= TASK =
Present the entries below as a numbered list, skipping any blank lines and leaving the picture out.

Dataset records
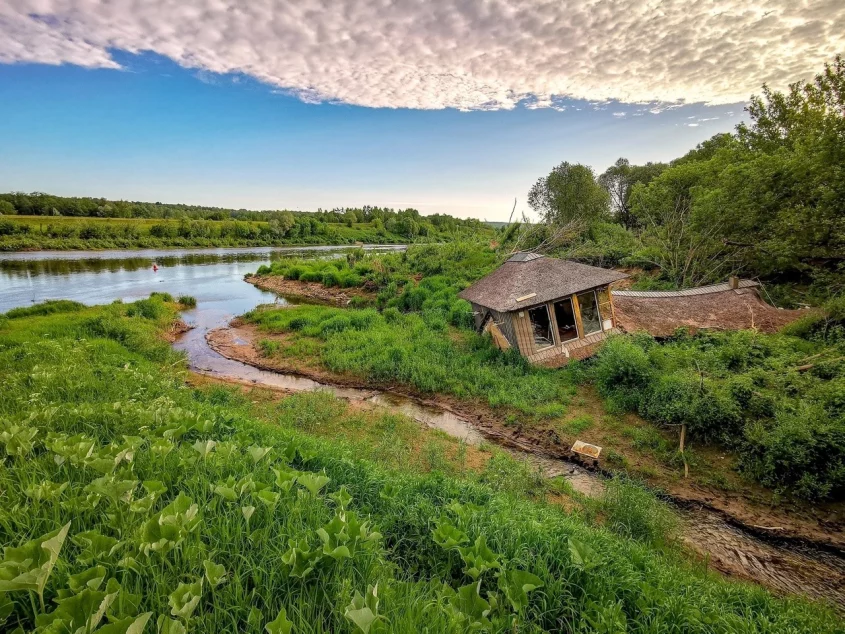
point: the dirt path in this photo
(313, 291)
(238, 342)
(731, 543)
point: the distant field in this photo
(41, 224)
(84, 232)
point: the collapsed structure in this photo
(550, 310)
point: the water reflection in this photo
(213, 276)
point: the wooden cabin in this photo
(550, 310)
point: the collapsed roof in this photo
(528, 279)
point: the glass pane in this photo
(565, 317)
(541, 325)
(590, 318)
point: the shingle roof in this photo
(535, 280)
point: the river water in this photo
(215, 278)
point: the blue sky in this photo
(158, 132)
(452, 106)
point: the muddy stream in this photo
(787, 567)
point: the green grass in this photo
(777, 400)
(416, 350)
(119, 451)
(70, 232)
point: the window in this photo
(590, 316)
(605, 308)
(565, 317)
(541, 326)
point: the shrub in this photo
(48, 307)
(623, 371)
(633, 511)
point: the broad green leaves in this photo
(279, 625)
(479, 558)
(185, 599)
(583, 557)
(447, 535)
(166, 530)
(28, 567)
(313, 482)
(214, 573)
(299, 558)
(516, 584)
(363, 610)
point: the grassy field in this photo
(134, 503)
(66, 232)
(746, 392)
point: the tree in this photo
(569, 193)
(619, 180)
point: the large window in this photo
(541, 326)
(590, 316)
(565, 317)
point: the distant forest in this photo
(406, 222)
(44, 221)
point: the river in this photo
(215, 278)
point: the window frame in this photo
(551, 330)
(598, 311)
(574, 320)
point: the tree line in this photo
(767, 200)
(408, 223)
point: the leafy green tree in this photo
(619, 180)
(569, 193)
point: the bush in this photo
(50, 307)
(622, 371)
(631, 510)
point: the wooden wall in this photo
(517, 330)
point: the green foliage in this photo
(51, 306)
(570, 193)
(51, 222)
(122, 429)
(747, 391)
(632, 510)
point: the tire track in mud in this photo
(786, 566)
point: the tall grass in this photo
(417, 350)
(779, 400)
(118, 451)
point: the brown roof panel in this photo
(536, 280)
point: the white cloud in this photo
(449, 53)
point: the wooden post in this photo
(577, 310)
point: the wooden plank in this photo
(553, 323)
(524, 337)
(579, 326)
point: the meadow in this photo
(79, 233)
(747, 392)
(135, 503)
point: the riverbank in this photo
(312, 291)
(244, 498)
(786, 565)
(750, 509)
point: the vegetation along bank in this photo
(134, 501)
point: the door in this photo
(567, 329)
(590, 315)
(541, 327)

= ANSWER IN FULL =
1. point: the dirt path in this photo
2. (313, 291)
3. (238, 342)
4. (731, 543)
5. point: the distant field in this photo
6. (41, 224)
7. (84, 232)
8. point: the collapsed structure in this photo
9. (550, 310)
10. point: the water reflection in this photo
11. (213, 276)
12. point: the wooden cabin in this photo
13. (550, 310)
14. point: the collapsed roof in this photo
15. (528, 279)
16. point: the glass pane in this photo
17. (565, 317)
18. (541, 325)
19. (590, 318)
20. point: the shingle roof in this photo
21. (535, 280)
22. point: the river water in this photo
23. (215, 278)
24. point: the blue sky in this photo
25. (158, 132)
26. (452, 106)
27. point: the muddy stream in this photo
28. (787, 567)
29. point: the green grass in this photo
30. (777, 400)
31. (416, 350)
32. (119, 451)
33. (70, 232)
34. point: the window in this photo
35. (590, 316)
36. (605, 308)
37. (565, 317)
38. (541, 326)
39. point: the shrub in this photo
40. (48, 307)
41. (623, 371)
42. (633, 511)
43. point: the broad green leaves in this photo
44. (279, 625)
45. (479, 558)
46. (185, 599)
47. (583, 557)
48. (447, 535)
49. (166, 530)
50. (28, 567)
51. (313, 482)
52. (214, 573)
53. (299, 558)
54. (516, 584)
55. (363, 610)
56. point: the grassy field in this photo
57. (134, 503)
58. (66, 232)
59. (746, 392)
60. point: the tree in this photo
61. (569, 193)
62. (619, 180)
63. point: the large window in this photo
64. (541, 326)
65. (590, 316)
66. (565, 317)
67. point: the distant forest in this photo
68. (406, 222)
69. (44, 221)
70. point: the river in this photo
71. (215, 278)
72. point: the window frame in this photo
73. (551, 330)
74. (598, 311)
75. (574, 320)
76. point: the tree line in this photo
77. (767, 200)
78. (408, 223)
79. point: the leafy green tree in this photo
80. (619, 180)
81. (569, 193)
82. point: the bush in this photo
83. (50, 307)
84. (622, 371)
85. (631, 510)
86. point: the wooden wall in this photo
87. (517, 330)
88. point: the green foliage in this photo
89. (51, 306)
90. (570, 193)
91. (51, 222)
92. (122, 429)
93. (747, 391)
94. (632, 510)
95. point: the tire track in mud in this photo
96. (786, 566)
97. point: the tall grass in this photo
98. (417, 350)
99. (779, 400)
100. (118, 451)
101. point: the brown roof panel in this photo
102. (536, 280)
103. point: the white cloud in this photo
104. (449, 53)
105. point: the wooden post in this photo
106. (577, 310)
107. point: the wooden plank in this photo
108. (553, 323)
109. (524, 337)
110. (579, 326)
111. point: the meadow in this photo
112. (79, 233)
113. (747, 392)
114. (135, 503)
115. point: the riverbank in this photo
116. (312, 291)
117. (244, 498)
118. (786, 565)
119. (750, 509)
120. point: the vegetation along bank in this photo
121. (134, 501)
122. point: the door in this photo
123. (567, 329)
124. (590, 315)
125. (541, 327)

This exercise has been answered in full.